*TASK STATEMENT*:
Exactly and only the lines from the one containing "Each instance of the reflection" through the close of the entries below are to be set down.

*** EXERCISE INPUT ***

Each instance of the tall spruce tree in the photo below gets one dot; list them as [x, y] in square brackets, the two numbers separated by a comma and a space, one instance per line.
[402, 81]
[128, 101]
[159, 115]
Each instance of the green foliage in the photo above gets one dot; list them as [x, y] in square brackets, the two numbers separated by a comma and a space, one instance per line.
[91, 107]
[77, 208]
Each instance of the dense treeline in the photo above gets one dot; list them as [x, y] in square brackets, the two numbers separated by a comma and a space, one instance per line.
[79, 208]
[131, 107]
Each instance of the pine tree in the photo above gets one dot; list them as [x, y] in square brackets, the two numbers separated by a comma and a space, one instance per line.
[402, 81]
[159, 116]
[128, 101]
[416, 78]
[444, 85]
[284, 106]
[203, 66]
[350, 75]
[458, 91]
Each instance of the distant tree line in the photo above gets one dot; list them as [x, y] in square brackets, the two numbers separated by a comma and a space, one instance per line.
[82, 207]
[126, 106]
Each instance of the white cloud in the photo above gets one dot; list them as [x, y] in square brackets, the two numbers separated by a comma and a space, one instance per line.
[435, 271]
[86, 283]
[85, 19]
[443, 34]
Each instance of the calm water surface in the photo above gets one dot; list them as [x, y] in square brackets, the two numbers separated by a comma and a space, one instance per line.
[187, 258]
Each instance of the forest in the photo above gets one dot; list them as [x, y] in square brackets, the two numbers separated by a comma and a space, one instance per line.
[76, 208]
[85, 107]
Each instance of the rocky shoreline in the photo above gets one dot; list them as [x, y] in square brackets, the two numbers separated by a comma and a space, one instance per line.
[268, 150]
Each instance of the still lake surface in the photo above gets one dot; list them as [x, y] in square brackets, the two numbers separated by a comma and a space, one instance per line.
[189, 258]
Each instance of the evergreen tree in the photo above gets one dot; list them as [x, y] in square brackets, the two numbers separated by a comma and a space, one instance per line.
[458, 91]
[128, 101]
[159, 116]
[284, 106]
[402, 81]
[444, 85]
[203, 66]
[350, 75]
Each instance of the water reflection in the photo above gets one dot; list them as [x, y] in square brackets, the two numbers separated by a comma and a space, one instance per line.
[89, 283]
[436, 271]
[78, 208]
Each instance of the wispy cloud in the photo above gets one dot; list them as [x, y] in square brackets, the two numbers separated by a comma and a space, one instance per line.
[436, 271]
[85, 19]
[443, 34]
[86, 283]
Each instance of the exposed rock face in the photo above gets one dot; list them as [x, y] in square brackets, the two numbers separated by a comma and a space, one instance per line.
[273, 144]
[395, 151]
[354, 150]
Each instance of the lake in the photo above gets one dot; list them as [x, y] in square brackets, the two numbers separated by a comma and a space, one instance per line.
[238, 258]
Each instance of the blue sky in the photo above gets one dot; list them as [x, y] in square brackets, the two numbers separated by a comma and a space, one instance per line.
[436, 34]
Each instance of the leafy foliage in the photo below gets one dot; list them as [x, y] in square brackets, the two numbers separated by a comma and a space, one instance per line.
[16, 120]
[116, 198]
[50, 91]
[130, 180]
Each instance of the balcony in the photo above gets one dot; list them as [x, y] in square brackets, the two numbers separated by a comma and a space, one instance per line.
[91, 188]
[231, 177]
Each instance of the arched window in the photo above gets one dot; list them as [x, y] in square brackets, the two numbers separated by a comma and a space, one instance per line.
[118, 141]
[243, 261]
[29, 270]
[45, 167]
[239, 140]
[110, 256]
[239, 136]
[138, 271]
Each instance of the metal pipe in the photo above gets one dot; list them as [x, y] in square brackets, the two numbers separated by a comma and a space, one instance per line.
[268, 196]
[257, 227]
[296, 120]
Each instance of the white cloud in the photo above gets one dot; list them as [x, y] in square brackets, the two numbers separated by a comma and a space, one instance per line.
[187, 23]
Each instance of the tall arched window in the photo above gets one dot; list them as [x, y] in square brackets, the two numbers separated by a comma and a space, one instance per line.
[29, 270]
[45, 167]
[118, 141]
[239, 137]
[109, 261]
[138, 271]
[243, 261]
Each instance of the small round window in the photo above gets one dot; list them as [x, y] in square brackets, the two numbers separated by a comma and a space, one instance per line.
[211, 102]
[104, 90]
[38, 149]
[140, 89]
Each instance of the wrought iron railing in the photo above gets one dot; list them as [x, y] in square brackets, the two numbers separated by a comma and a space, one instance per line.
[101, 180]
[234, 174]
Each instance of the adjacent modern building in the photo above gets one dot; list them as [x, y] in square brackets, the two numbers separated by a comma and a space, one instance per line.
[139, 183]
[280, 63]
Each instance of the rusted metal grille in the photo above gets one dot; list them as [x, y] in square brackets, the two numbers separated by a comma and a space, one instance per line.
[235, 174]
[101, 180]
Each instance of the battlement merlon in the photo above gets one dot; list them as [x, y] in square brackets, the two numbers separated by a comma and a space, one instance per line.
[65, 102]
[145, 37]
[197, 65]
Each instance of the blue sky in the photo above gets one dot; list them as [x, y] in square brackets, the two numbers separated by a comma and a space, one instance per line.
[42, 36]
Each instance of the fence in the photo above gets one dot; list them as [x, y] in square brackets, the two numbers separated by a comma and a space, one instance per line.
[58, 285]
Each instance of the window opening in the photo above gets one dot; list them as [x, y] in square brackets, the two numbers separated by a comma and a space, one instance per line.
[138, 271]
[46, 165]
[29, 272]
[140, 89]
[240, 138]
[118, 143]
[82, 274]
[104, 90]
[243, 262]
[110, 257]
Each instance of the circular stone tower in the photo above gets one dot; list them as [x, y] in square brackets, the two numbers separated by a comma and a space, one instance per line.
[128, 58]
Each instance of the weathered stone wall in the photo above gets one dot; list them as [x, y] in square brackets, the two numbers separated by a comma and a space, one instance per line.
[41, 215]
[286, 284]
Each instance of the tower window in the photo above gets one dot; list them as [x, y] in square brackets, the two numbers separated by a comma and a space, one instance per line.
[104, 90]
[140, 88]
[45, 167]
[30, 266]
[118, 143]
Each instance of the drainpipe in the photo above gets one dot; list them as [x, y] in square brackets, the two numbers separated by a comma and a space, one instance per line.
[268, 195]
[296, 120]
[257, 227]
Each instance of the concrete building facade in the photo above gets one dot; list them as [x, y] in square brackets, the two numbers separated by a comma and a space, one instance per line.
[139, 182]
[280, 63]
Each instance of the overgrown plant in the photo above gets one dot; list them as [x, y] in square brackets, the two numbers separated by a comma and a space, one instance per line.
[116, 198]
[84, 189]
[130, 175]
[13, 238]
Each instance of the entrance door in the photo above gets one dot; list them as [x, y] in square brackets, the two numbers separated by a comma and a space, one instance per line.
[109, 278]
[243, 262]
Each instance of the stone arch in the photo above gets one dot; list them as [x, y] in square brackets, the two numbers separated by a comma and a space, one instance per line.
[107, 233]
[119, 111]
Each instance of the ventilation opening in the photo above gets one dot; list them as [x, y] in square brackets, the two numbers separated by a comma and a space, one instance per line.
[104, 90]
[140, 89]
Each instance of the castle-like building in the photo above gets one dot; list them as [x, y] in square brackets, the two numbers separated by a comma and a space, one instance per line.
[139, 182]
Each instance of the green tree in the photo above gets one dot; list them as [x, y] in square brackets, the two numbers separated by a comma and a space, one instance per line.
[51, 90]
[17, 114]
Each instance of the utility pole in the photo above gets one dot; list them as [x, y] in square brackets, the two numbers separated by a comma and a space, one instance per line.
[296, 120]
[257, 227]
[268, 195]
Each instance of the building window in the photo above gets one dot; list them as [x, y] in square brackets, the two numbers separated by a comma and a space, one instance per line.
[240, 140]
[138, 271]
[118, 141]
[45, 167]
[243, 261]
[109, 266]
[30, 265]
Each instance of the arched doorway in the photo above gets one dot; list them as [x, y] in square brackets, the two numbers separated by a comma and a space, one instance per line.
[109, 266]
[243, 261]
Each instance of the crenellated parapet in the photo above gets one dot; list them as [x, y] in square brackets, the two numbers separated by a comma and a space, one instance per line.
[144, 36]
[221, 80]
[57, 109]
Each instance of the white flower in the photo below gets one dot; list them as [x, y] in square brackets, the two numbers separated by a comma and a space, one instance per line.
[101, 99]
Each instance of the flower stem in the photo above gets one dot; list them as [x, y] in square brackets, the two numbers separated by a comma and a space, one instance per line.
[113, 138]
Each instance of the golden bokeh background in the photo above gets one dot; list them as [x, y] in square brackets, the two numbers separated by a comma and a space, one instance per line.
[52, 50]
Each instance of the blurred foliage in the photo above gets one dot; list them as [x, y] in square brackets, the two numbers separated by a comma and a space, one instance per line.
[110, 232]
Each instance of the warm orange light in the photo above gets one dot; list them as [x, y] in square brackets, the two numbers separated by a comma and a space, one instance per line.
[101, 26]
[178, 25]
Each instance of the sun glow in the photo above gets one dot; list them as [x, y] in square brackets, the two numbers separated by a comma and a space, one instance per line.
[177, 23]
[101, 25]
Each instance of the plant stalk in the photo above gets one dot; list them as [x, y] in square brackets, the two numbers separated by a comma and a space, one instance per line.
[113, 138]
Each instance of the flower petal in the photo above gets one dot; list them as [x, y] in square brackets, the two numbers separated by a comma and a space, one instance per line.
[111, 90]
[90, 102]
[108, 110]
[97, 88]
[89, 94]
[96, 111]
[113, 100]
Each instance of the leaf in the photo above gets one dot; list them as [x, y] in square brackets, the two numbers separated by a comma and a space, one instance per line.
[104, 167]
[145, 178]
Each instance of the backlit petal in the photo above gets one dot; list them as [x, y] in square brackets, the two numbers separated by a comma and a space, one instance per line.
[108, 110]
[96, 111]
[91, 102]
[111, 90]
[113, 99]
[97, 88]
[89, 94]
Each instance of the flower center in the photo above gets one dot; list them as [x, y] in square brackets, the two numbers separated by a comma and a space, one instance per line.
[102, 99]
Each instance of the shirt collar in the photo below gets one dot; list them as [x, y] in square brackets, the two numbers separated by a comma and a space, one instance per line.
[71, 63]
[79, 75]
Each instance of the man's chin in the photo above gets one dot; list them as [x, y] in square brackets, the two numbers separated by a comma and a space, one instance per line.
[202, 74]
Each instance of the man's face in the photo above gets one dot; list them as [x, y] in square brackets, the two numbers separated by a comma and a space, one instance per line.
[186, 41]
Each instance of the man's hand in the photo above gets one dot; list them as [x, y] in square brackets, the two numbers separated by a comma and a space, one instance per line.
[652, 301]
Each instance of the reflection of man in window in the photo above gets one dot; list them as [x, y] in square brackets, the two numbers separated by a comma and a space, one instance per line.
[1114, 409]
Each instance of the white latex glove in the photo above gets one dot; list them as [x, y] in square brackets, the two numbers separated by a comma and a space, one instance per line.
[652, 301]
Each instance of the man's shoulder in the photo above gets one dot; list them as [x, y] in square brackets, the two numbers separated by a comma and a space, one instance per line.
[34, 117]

*** End of EXERCISE INPUT ***

*SOLUTION*:
Each instance of the reflection of man in window in the photo above gets one dot; list them as [x, y] in square brackets, the two numbers separated by a comma and a space, one instance per line.
[1114, 409]
Each instance of the white latex glove in the photo above gets one dot; list them as [x, y] in square brackets, the two numbers separated by a comma and a space, one instance per line.
[652, 301]
Each instance of the man's shoulder in the photo above gets one dot; list them as [x, y] in square brackets, the two numbers separated by a comma and a space, one instance per line.
[34, 117]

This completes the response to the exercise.